Exercise >>
Give the records back exactly as written, but without the images.
━━━ Excerpted data
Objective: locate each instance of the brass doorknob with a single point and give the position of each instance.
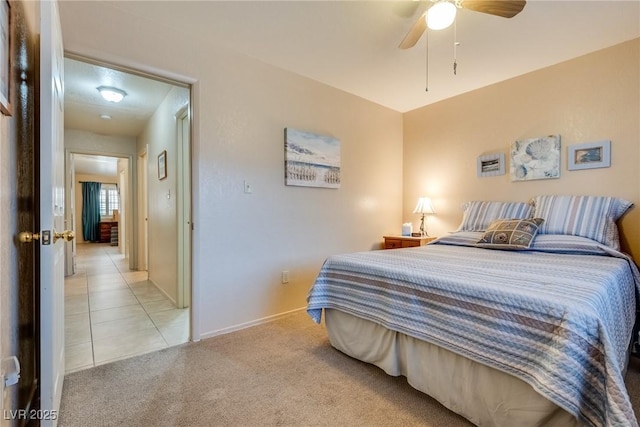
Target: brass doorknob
(28, 237)
(67, 235)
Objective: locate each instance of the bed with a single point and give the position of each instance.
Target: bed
(531, 332)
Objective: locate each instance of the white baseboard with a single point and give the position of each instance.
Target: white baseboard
(250, 324)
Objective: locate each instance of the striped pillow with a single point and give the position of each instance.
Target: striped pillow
(479, 214)
(593, 217)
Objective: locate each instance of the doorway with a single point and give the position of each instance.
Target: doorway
(121, 295)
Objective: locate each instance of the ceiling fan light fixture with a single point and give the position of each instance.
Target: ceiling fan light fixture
(112, 94)
(441, 15)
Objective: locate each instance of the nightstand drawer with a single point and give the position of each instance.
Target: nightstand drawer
(392, 243)
(397, 242)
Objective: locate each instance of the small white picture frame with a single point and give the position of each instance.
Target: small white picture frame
(491, 165)
(589, 155)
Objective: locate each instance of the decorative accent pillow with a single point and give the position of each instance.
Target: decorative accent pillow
(593, 217)
(479, 214)
(510, 233)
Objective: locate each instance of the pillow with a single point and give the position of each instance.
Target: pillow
(479, 214)
(510, 233)
(593, 217)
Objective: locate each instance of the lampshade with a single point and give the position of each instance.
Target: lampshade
(424, 206)
(441, 15)
(112, 94)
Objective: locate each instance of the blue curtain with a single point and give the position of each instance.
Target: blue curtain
(91, 211)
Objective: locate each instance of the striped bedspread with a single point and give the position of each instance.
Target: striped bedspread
(559, 316)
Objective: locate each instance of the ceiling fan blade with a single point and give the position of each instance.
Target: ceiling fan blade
(503, 8)
(414, 33)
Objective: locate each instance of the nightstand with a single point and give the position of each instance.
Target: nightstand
(395, 242)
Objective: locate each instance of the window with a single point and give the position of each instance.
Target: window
(109, 199)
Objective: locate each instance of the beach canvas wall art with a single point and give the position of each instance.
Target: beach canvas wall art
(311, 160)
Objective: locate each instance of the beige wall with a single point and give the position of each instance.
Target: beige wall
(590, 98)
(242, 242)
(159, 135)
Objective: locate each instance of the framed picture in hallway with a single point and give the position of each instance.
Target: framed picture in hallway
(5, 57)
(162, 165)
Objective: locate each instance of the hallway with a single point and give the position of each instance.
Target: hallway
(113, 313)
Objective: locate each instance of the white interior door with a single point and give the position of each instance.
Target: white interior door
(184, 207)
(51, 193)
(143, 234)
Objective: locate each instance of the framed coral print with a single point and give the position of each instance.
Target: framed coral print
(5, 57)
(535, 158)
(162, 165)
(491, 165)
(589, 155)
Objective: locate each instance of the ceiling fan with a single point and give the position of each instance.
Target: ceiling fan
(443, 12)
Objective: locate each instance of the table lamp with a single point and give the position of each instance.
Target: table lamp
(423, 207)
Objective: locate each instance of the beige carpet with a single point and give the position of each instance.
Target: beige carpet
(283, 373)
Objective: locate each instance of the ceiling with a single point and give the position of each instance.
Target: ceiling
(353, 45)
(350, 45)
(85, 109)
(95, 165)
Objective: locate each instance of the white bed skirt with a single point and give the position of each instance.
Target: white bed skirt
(483, 395)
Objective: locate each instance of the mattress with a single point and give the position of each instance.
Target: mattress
(558, 317)
(483, 395)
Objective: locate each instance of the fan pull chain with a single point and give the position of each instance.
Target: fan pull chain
(426, 34)
(455, 48)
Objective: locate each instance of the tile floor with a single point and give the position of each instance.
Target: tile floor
(112, 312)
━━━━━━
Answer section >>
Objective: locate each instance of the brass doorknob with a single point and give the position of each instance.
Target: brass doorknob
(28, 237)
(67, 235)
Objective: locate each instance of the bed with a single point and give the position of each instance.
Target: bed
(531, 332)
Objective: locate each instance of the white baseboard with a single point and give the position of each instance.
Target: white baseboard
(250, 324)
Objective: locate each instance of the striped pillow with a single point and give the position of each instance.
Target: striped pillow
(479, 214)
(593, 217)
Objective: locate each instance of the doorway with a single point and give the position of each instance.
Target: doorway
(121, 295)
Objective: locate each instance of the ceiling fan light fixture with a single point and give the position of each instance.
Target: ceiling fan light fixture
(112, 94)
(441, 15)
Objective: locate each instance of the nightstand drawer with a single point and give the position of each instance.
Target: nightstand drawer
(392, 243)
(397, 242)
Objective: locate each instance of the small white picture frame with a single point and give the position of each instance.
Target: small white picture frame
(491, 165)
(589, 155)
Objective: locate each instance of the decorative accent pillow with a single point and give the position of each instance.
Target: decorative accent pillow
(593, 217)
(479, 214)
(510, 233)
Objective: locate each instance of the pillow with a single point and give the position of each instance.
Target: pillow
(479, 214)
(510, 233)
(593, 217)
Objective: locate each instance of the lampshade with a single point and give the position of each instance.
Target: lampshade
(424, 206)
(441, 15)
(112, 94)
Objective: locate each instance of the blue curtain with a single point and give the position of each instance.
Target: blue curtain
(91, 211)
Objective: locate each instance of the striped bedspread with a single point and give the position of each instance.
Target: striped bedspread
(559, 316)
Objective: locate each instance of the ceiling fan blade with a single point and give the position of each instance.
Target: ceiling fan blade
(503, 8)
(414, 33)
Objective: locate each instance of the nightstand with a single point and give the position of each instance.
Target: nightstand
(395, 242)
Objective: locate each instance of the window with a single point and give the position of each instance.
Target: window
(109, 199)
Objective: locate each instance of the beach canvas wall art with a single point and give the position of each instance.
Target: beach canvas wall art
(311, 160)
Objective: locate each instance of the beige wall with a single point and give the position of each instance.
Target: beige wall
(590, 98)
(242, 242)
(159, 135)
Objective: locate each instance of the framed picture in hallway with a single point and give the position of each instance.
Target: framed picture in hallway
(5, 57)
(162, 165)
Objective: locate each instance of the hallway with a single point and give the position of each instance.
Target: hallway
(113, 313)
Objective: locate each instance of the white interior door with a single point and give the position of each instance.
Target: white interior door
(184, 207)
(51, 193)
(143, 234)
Objective: locate each instance of the framed coral print with a single point and give the position of each instance.
Target: framed coral print
(5, 57)
(535, 158)
(162, 165)
(491, 165)
(589, 155)
Objective: locate each instance of the ceiling fan with a single point and give the position of each instance.
Target: ceiling fan
(443, 12)
Objective: locate each instance of the table lamp with a single point and give the position of each instance.
Target: table lamp
(423, 207)
Objective: locate each instance of the beige carpet with a single point and give the position of each instance.
Target: beige carpet
(283, 373)
Objective: locate each instance of the ceiling with a single point and give the position of each instance.
Target: ceiling
(353, 45)
(350, 45)
(85, 109)
(95, 165)
Objective: locate each instance of the white bed skirt with a single point and give the position of each instance.
Target: white bed skirt
(483, 395)
Objective: locate each instance of the mattress with a single point and give the position of each instance.
Target: mattress
(558, 317)
(483, 395)
Objective: locate each instance of the fan pull chain with a single point and give the position of each instance.
Target: fan pull chain
(426, 34)
(455, 48)
Objective: locate each instance of the tile floor with a single point and give the position of each instance.
Target: tile floor
(112, 312)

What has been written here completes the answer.